— begin Supplied text —

Testing the NLTK classifier on specific file

Asked 27/3, 2015 at 13:34 Answered 29/3, 2015 at 11:10

Solved python-2.7 nlp classification nltk text-classification

The following code run Naive Bayes movie review classifier. The code generate a list of the most informative features.

Note: **movie review** folder is in the nltk.

from itertools import chain
from nltk.corpus import stopwords
from nltk.probability import FreqDist
from nltk.classify import NaiveBayesClassifier
from nltk.corpus import movie_reviews
stop = stopwords.words('english')

documents = [([w for w in movie_reviews.words(i) if w.lower() not in stop and w.lower() not in string.punctuation], i.split('/')[0]) for i in movie_reviews.fileids()]


word_features = FreqDist(chain(*[i for i,j in documents]))
word_features = word_features.keys()[:100]

numtrain = int(len(documents) * 90 / 100)
train_set = [({i:(i in tokens) for i in word_features}, tag) for tokens,tag in documents[:numtrain]]
test_set = [({i:(i in tokens) for i in word_features}, tag) for tokens,tag  in documents[numtrain:]]

classifier = NaiveBayesClassifier.train(train_set)
print nltk.classify.accuracy(classifier, test_set)
classifier.show_most_informative_features(5)

link of code from alvas

how can I test the classifier on specific file?

Please let me know if my question is ambiguous or wrong.

Leroi answered 27/3, 2015 at 13:34 Comment(0)

First, read these answers carefully, they contain parts of the answers you require and also briefly explains what the classifier does and how it works in NLTK:

Testing classifier on annotated data

Now to answer your question. We assume that your question is a follow-up of this question: Using my own corpus instead of movie_reviews corpus for Classification in NLTK

If your test text is structured the same way as the movie_review corpus, then you can simply read the test data as you would for the training data:

Just in case the explanation of the code is unclear, here's a walkthrough:

traindir = '/home/alvas/my_movie_reviews'
mr = CategorizedPlaintextCorpusReader(traindir, r'(?!\.).*\.txt', cat_pattern=r'(neg|pos)/.*', encoding='ascii')

— end Supplied text —

→ What is asked
**A.** Write out the passage of the NLTK classifier thread from "Now to answer" up to and including "r'(?!\.).*\.txt', cat_pattern=r'(neg|pos)/.*', encoding='ascii')".
**B.** In the NLTK classifier thread, what percentage of the documents does the code put into the training set?
**C.** Proceed with the NLTK classifier thread from the point where it stops.
None of the data that follows has any bearing on this.

— begin Given data —

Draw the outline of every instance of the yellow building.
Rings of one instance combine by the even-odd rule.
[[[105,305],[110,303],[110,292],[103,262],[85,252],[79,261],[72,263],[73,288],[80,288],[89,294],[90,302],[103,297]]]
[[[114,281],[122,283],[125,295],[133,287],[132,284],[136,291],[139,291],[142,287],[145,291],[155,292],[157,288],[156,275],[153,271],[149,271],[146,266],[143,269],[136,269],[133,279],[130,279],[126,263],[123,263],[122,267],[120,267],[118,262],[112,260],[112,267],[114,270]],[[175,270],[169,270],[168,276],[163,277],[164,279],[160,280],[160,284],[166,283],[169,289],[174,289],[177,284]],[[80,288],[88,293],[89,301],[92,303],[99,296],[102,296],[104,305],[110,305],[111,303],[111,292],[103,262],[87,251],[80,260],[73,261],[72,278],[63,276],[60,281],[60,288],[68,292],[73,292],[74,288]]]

— end Given data —

→ Responses to the tasks
**A.**
Now to answer your question. We assume that your question is a follow-up of this question: Using my own corpus instead of movie_reviews corpus for Classification in NLTK

If your test text is structured the same way as the movie_review corpus, then you can simply read the test data as you would for the training data:

Just in case the explanation of the code is unclear, here's a walkthrough:

traindir = '/home/alvas/my_movie_reviews'
mr = CategorizedPlaintextCorpusReader(traindir, r'(?!\.).*\.txt', cat_pattern=r'(neg|pos)/.*', encoding='ascii')

**B.** 90 percent.

**C.**
The two lines above is to read a directory my_movie_reviews with such a structure:

\my_movie_reviews
    \pos
        123.txt
        234.txt
    \neg
        456.txt
        789.txt
    README

Then the next line extracts documents with its pos/neg tag that's part of the directory structure.

documents = [([w for w in mr.words(i) if w.lower() not in stop and w not in string.punctuation], i.split('/')[0]) for i in mr.fileids()]

Here's the explanation for the above line:

# This extracts the pos/neg tag
labels = [i for i.split('/')[0]) for i in mr.fileids()]
# Reads the words from the corpus through the CategorizedPlaintextCorpusReader object
words = [w for w in mr.words(i)]
# Removes the stopwords
words = [w for w in mr.words(i) if w.lower() not in stop]
# Removes the punctuation
words = [w for w in mr.words(i) w not in string.punctuation]
# Removes the stopwords and punctuations
words = [w for w in mr.words(i) if w.lower() not in stop and w not in string.punctuation]
# Removes the stopwords and punctuations and put them in a tuple with the pos/neg labels
documents = [([w for w in mr.words(i) if w.lower() not in stop and w not in string.punctuation], i.split('/')[0]) for i in mr.fileids()]

The SAME process should be applied when you read the test data!!!

Now to the feature processing:

The following lines extra top 100 features for the classifier:

# Extract the words features and put them into FreqDist
# object which records the no. of times each unique word occurs
word_features = FreqDist(chain(*[i for i,j in documents]))
# Cuts the FreqDist to the top 100 words in terms of their counts.
word_features = word_features.keys()[:100]

Next to processing the documents into classify-able format:

# Splits the training data into training size and testing size
numtrain = int(len(documents) * 90 / 100)
# Process the documents for training data
train_set = [({i:(i in tokens) for i in word_features}, tag) for tokens,tag in documents[:numtrain]]
# Process the documents for testing data
test_set = [({i:(i in tokens) for i in word_features}, tag) for tokens,tag  in documents[numtrain:]]

Now to explain that long list comprehension for train_set and `test_set:

# Take the first `numtrain` no. of documents
# as training documents
train_docs = documents[:numtrain]
# Takes the rest of the documents as test documents.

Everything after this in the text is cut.